**課題一覧**.
1 > FDX八〇便事故に関する質問主意書によると、この事故で亡くなったのは誰か。
2 > FDX八〇便事故に関する質問主意書を、最後の文の後から書き継げ。

**提示本文**.
QUESTIONS質問主意書

第171回国会 「二〇〇九年三月二十三日のFDX八〇便事故についての事故原因究明に関する質問主意書」(2009年5月21日) | 福島みずほ公式サイト(社民党 参議院議員 比例区)

質問主意書

質問第一七三号

二〇〇九年三月二十三日のFDX八〇便事故についての事故原因究明に関する質問主意書

右の質問主意書を国会法第七十四条によって提出する。

  平成二十一年五月二十一日

福島 みずほ   

       参議院議長 江田 五月 殿

   二〇〇九年三月二十三日のFDX八〇便事故についての事故原因究明に関する質問主意書

 二〇〇九年三月二十三日、成田空港でフェデックス社の貨物機FDX八〇便(MD11型機)が着陸に失敗する事故が発生し、二人の米国人パイロットが亡くなった。

 私は、平成十九年五月二十三日付けで、一九九七年六月八日のJAL七〇六便事故についての事故原因究明に関する質問主意書を提出し、回答を得ている。この質問主意書において、私はMD11型機の耐空性について深刻な疑問を提起したところである。

 今回の同型機による深刻な死亡事故の再発を受けて、この二つの事故の原因究明に当たっての基本方針と、当該便に使用されていたMD11型機の耐空性について、以下質問する。

一 事故の状況について

 FDX八〇便の事故は、偶然にもNHKの空港カメラに事故の大部分が撮影されており、何度もニュース等で流された。非常にショッキングで、かつ極めて貴重な映像である。同機は一旦接地した直後に跳ね上がり、再度接地した際に左側に傾き、左翼が破壊され、横転、転覆し、大破、炎上したものである。

 これを英語では「Bounced Landing」といい、日本語に訳すと「飛び跳ねながら着陸する」とでもいうのであろうが、とにかく「異常な着陸だった」訳である。今回の事故は、単独事故で終わったが、地上にいる他の航空機に衝突していた可能性も大いにあり得た訳であり、犠牲になった二人のパイロットだけの問題ではないように強く感じる。まず、この事故における当該事故機の挙動とパイロットの操作との関係、その他事故原因と直接、間接に関係すると思われ、現在までに判明している客観的な事実、状況を説明されたい。

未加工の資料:

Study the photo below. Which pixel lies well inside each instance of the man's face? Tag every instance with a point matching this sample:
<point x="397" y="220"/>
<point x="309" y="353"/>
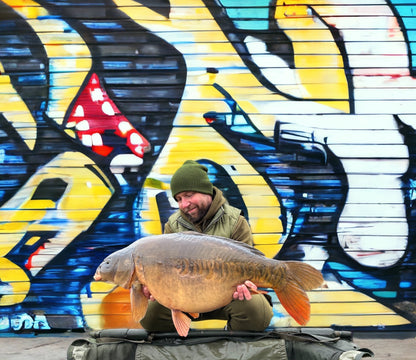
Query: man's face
<point x="195" y="205"/>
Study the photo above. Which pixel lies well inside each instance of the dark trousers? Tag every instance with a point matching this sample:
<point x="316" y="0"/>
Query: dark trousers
<point x="241" y="315"/>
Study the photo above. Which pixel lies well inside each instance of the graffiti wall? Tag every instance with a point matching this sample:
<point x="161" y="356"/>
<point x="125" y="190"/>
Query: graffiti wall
<point x="304" y="113"/>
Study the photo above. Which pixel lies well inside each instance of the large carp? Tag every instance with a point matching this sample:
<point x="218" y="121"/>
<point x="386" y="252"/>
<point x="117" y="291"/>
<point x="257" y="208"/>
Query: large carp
<point x="196" y="273"/>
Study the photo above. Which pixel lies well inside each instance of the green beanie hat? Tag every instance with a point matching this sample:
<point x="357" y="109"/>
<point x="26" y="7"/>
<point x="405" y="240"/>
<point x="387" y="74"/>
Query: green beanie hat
<point x="191" y="176"/>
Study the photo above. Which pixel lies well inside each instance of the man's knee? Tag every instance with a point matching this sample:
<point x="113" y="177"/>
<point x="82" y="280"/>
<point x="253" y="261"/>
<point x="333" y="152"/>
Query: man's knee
<point x="254" y="314"/>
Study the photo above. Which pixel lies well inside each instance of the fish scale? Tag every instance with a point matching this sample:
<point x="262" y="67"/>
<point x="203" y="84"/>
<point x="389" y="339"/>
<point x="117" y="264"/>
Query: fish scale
<point x="196" y="273"/>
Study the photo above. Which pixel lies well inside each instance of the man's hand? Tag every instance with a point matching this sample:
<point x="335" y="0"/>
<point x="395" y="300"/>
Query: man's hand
<point x="147" y="293"/>
<point x="243" y="291"/>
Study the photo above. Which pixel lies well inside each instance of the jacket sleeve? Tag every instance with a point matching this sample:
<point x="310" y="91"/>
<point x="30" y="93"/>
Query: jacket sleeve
<point x="242" y="231"/>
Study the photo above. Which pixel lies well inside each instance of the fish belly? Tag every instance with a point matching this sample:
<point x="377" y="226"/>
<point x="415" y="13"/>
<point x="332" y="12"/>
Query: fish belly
<point x="190" y="293"/>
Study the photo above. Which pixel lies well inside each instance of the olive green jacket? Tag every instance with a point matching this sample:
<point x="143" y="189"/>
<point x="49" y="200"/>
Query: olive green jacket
<point x="221" y="219"/>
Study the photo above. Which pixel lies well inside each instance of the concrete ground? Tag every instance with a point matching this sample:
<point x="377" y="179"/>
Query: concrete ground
<point x="385" y="345"/>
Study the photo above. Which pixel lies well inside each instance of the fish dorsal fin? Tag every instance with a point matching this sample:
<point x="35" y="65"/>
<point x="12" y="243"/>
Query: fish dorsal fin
<point x="138" y="301"/>
<point x="182" y="322"/>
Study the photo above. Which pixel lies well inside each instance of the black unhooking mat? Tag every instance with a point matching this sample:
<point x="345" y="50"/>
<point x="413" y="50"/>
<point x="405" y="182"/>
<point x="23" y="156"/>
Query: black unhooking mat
<point x="278" y="344"/>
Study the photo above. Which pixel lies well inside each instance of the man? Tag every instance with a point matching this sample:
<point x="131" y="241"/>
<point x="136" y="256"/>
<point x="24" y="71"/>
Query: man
<point x="203" y="208"/>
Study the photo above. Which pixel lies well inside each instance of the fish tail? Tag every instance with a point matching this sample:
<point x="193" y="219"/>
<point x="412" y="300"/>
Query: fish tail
<point x="299" y="278"/>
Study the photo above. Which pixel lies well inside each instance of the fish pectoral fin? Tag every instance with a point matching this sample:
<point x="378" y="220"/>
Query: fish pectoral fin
<point x="257" y="291"/>
<point x="138" y="301"/>
<point x="295" y="301"/>
<point x="182" y="322"/>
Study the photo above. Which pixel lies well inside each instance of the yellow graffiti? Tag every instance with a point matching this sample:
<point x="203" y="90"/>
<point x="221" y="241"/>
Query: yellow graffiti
<point x="15" y="111"/>
<point x="85" y="194"/>
<point x="69" y="58"/>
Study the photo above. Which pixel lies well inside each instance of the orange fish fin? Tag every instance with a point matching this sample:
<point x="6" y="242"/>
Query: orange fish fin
<point x="300" y="277"/>
<point x="194" y="315"/>
<point x="182" y="322"/>
<point x="257" y="291"/>
<point x="138" y="301"/>
<point x="295" y="301"/>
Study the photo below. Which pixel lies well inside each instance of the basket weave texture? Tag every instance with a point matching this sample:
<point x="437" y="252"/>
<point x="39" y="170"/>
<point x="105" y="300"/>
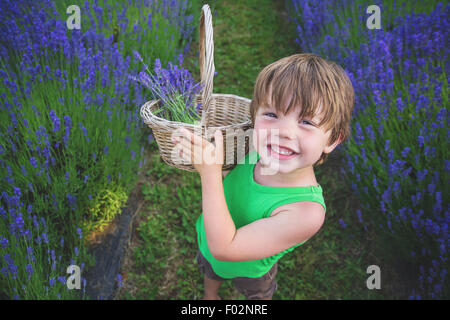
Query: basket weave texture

**解答**.
1 > 二人の米国人パイロットである。

2 >
二 FDX一四便事故に係る調査の必要性について

 今回の成田での事故と全く同じといってよいような事故が、一九九七年七月に米国のニューアーク空港でも発生している。この時も一回接地し、バウンドし、再度接地した際に右主脚が破壊され、右側に傾き、最後には仰向けになってしまった、という事故である。機種も同じMD11型機、運航会社も同じフェデックス社で、FDX一四便であった。

 この時の事故原因は米国運輸安全委員会(NTSB)の調査によれば、「パイロットのオーバーコントロールであり、ゴーアラウンド(着陸を一旦中止して、上昇し、再び着陸をやり直)すべきだった」とされている。つまり「パイロットミスであった」という訳である。

 しかし、FDX一四便事故の事故機には同種の事故歴があり、一九九四年一月には今回と同じようにバウンドし、二回目に接地した時に大きなGを記録した。また、一九九四年十一月にも同様の事故を起こし、大修理を行った経緯がある。「本当にパイロットミスであったのか」という疑問も湧いてくる。

 そこで、FDX八〇便事故の事故原因の究明に当たっては、FDX一四便事故と類似のインシデントについて、徹底的な調査が必要であると考えるが、如何か。

三 CAL六四二便事故に係る調査の必要性について

 また、他社の事例でも一九九九年八月には、香港にて、チャイナエアラインのCAL六四二便が「ハードランディング(激しく接地すること)により大きなGが発生し、翼が破壊され、爆発、炎上し、やはり転覆、大破した」例も発生している。とにかく、MD11型機は事故が多く、その事故発生率は、他の大型機に比べると三~十倍になる。このCAL機事故についても調査の必要があると考えるが、如何か。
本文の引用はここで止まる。